● **Aim of the exercise**:
The entries below are to be transcribed in full, without their images.

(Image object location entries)
□ □ □

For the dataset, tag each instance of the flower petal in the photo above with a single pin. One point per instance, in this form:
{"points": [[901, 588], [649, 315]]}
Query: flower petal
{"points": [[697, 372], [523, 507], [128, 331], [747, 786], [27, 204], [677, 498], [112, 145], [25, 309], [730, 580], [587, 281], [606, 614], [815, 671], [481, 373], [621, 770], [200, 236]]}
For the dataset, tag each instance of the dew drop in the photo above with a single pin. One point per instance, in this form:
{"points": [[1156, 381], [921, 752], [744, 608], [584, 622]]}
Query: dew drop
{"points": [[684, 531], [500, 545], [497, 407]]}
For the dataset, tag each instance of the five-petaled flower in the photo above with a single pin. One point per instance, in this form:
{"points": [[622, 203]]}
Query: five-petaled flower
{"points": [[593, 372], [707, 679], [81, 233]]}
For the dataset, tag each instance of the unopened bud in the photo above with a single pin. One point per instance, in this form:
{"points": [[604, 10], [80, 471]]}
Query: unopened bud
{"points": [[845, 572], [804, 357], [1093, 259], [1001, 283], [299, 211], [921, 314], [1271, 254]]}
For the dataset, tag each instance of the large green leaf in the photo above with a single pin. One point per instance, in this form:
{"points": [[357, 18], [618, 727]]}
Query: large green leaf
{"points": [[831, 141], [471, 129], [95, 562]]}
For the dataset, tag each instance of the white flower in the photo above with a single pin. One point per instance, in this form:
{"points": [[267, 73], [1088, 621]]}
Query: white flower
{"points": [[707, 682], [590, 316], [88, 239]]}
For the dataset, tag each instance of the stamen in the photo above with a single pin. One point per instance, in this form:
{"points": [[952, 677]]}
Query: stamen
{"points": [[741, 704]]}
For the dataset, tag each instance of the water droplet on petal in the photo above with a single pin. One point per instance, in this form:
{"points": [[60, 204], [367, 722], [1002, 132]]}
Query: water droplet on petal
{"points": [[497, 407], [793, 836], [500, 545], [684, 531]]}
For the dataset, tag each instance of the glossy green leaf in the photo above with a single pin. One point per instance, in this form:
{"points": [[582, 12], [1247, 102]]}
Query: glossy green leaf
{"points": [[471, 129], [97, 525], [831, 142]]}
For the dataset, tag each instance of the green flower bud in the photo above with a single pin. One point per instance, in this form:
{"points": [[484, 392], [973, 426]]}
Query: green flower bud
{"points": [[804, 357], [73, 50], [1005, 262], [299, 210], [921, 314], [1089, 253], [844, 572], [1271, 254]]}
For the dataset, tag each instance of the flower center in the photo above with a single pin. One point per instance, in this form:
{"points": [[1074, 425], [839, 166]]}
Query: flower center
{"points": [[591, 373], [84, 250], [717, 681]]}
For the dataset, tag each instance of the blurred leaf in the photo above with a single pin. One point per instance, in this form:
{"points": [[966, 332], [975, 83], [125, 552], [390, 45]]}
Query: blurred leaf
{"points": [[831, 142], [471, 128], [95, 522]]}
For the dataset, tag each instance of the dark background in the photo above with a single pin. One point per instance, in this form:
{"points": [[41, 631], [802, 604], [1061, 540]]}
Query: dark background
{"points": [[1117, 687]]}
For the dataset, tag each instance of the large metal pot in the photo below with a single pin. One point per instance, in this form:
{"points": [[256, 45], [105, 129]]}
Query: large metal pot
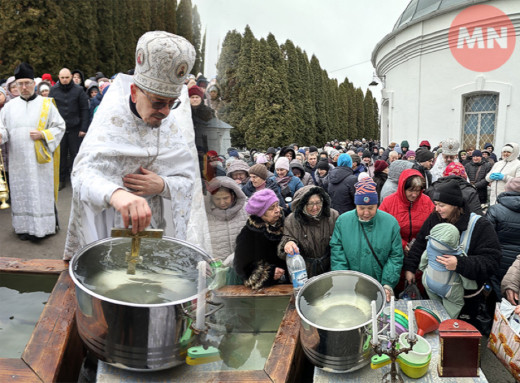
{"points": [[335, 315], [139, 335]]}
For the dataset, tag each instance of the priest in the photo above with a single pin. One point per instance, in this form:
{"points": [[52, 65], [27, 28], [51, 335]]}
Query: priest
{"points": [[32, 128], [134, 155]]}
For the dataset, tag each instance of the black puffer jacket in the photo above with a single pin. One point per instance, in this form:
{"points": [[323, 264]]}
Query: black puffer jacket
{"points": [[72, 103], [478, 177], [505, 217], [341, 188], [484, 253], [469, 193]]}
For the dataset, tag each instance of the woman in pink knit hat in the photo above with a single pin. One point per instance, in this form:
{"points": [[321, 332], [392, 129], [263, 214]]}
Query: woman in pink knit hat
{"points": [[256, 260]]}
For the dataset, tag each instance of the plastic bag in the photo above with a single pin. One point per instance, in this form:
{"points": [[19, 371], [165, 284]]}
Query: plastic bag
{"points": [[410, 293]]}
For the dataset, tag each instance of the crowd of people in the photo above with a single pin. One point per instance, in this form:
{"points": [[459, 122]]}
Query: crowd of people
{"points": [[445, 218]]}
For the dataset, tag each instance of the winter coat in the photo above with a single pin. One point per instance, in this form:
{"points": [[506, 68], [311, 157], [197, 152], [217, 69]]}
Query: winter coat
{"points": [[469, 193], [72, 103], [511, 280], [224, 225], [394, 172], [341, 188], [307, 178], [294, 184], [409, 215], [311, 170], [505, 218], [311, 235], [477, 177], [249, 190], [510, 167], [350, 250], [484, 253], [256, 253], [425, 173]]}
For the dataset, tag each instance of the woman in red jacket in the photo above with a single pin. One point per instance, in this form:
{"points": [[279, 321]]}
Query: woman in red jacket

□ □ □

● **Task output**:
For the dataset, tag each instance of the flower petal in the photo above with a single pin. One point per instance, in this form:
{"points": [[901, 588], [649, 315]]}
Query: flower petal
{"points": [[697, 372], [523, 507], [128, 331], [747, 786], [27, 204], [677, 498], [112, 145], [25, 309], [730, 580], [587, 281], [606, 614], [815, 671], [481, 373], [621, 770], [200, 236]]}
For the dataset, tag each instance of the dew drop in the photo above with a single pin. One point per instance, in this form:
{"points": [[1156, 381], [921, 752], [744, 608], [584, 622]]}
Query: dew drop
{"points": [[684, 531], [500, 545], [497, 407]]}
For the dataset, tag each instance of the five-petaled flower in the photo above with a single pin. One point per instance, in this form:
{"points": [[622, 203]]}
Query: five-petaled flower
{"points": [[593, 372], [707, 679], [81, 233]]}
For the dataset, tag each instance of the unopened bud in the photo above with a single pin. One point per instance, in this form:
{"points": [[604, 10], [80, 471]]}
Query: unopened bud
{"points": [[845, 572], [804, 357], [1093, 259], [1001, 283], [299, 211], [921, 314], [1271, 254]]}
For the dataset, tag each instance of the large green leaf in the photo above with a single pin. One point per instance, in this form:
{"points": [[357, 18], [618, 727]]}
Query: large green leaf
{"points": [[831, 141], [471, 129], [95, 562]]}
For the dataset, tag each instance of the white flower in the photo above with a single pin. One point per instance, in this form:
{"points": [[267, 73], [1088, 621]]}
Query: white flower
{"points": [[707, 682], [590, 316], [88, 239]]}
For the dataset, tag each instance of the stamen in the photo above with a single pin. One point per instance, in this form:
{"points": [[952, 677]]}
Query: stamen
{"points": [[741, 704]]}
For the dataset, tag each instance of the water droplet on petal in the photo above with a single pin. One point per instance, in this form:
{"points": [[60, 204], [367, 722], [1002, 132]]}
Query: water droplet on petal
{"points": [[497, 407], [793, 836], [500, 545], [684, 531]]}
For the dataset, tag each instance of the glossy green leaf in the photo above with a single pin. One point per instance, in this form:
{"points": [[582, 12], [1247, 102]]}
Query: glossy green leaf
{"points": [[471, 129], [97, 525], [831, 142]]}
For the dataset, tag each instance of the green flower bud in the photo above with a single pin. One point per instance, in this form:
{"points": [[484, 392], [973, 426]]}
Query: green flower bud
{"points": [[804, 357], [73, 50], [1005, 262], [299, 210], [921, 314], [1089, 253], [844, 572], [1271, 254]]}
For the dataset, tag each instance of the flower center in the photo above with a single pin. One point per instance, in this form:
{"points": [[1074, 425], [839, 166]]}
Query: flower center
{"points": [[591, 373], [84, 250], [717, 681]]}
For the dataset, tag each instance of the blurred leaf in the photo above with a single pin. One point per instance, in this form:
{"points": [[966, 332], [975, 83], [125, 552], [390, 45]]}
Query: blurred leaf
{"points": [[831, 142], [471, 128], [95, 522]]}
For the dataset, tag each instance of the dark background in the photo above with a single pin. One point per instance, in this form:
{"points": [[41, 631], [802, 604], [1061, 540]]}
Query: dark background
{"points": [[1117, 687]]}
For the dataset, tag each instance of the large metal pot in the photo below with a single pin. One point per instance, in this form:
{"points": [[256, 45], [105, 129]]}
Query: large metal pot
{"points": [[335, 315], [139, 335]]}
For the dataset, tag each instance of the priest in the photo above with a single pin. One point per instance, in this form:
{"points": [[52, 65], [27, 28], [51, 335]]}
Query: priest
{"points": [[32, 128], [134, 155]]}
For the dataset, tag each instance of the black puffer jacket in the photo above with a single pin. One point per instance, in this form:
{"points": [[323, 264]]}
Query: black puffer jacket
{"points": [[72, 103], [478, 177], [505, 217], [341, 188], [484, 253], [469, 193]]}
For the dataset, tag each instance of the woman in pink knit hat in the photo above with a single pin. One point per instance, in this form:
{"points": [[321, 332], [392, 129], [263, 214]]}
Query: woman in pink knit hat
{"points": [[256, 260]]}
For the dataset, tag each instance of the plastic bag in the photo above with a single pin. One point per instance, in this form:
{"points": [[19, 371], [165, 284]]}
Query: plastic bag
{"points": [[410, 293]]}
For the dataset, tag each instance of the crowd of people in the photo above with a single pin. One point per instance, in this form:
{"points": [[459, 122]]}
Query: crowd of people
{"points": [[445, 218]]}
For the dataset, tag each instance of the winter coat in the photo above with a single pin. One point per instance, in this form:
{"points": [[506, 68], [311, 157], [197, 152], [217, 69]]}
Query: winter coat
{"points": [[469, 193], [72, 103], [511, 280], [224, 225], [394, 172], [341, 188], [307, 178], [294, 184], [409, 215], [311, 170], [505, 218], [311, 235], [477, 177], [249, 190], [510, 167], [350, 250], [484, 253], [256, 253], [425, 173]]}
For the dataset, tag each instance of the woman in red jacket in the photo above with a single pin. One point per instance, in this form:
{"points": [[279, 321]]}
Query: woman in red jacket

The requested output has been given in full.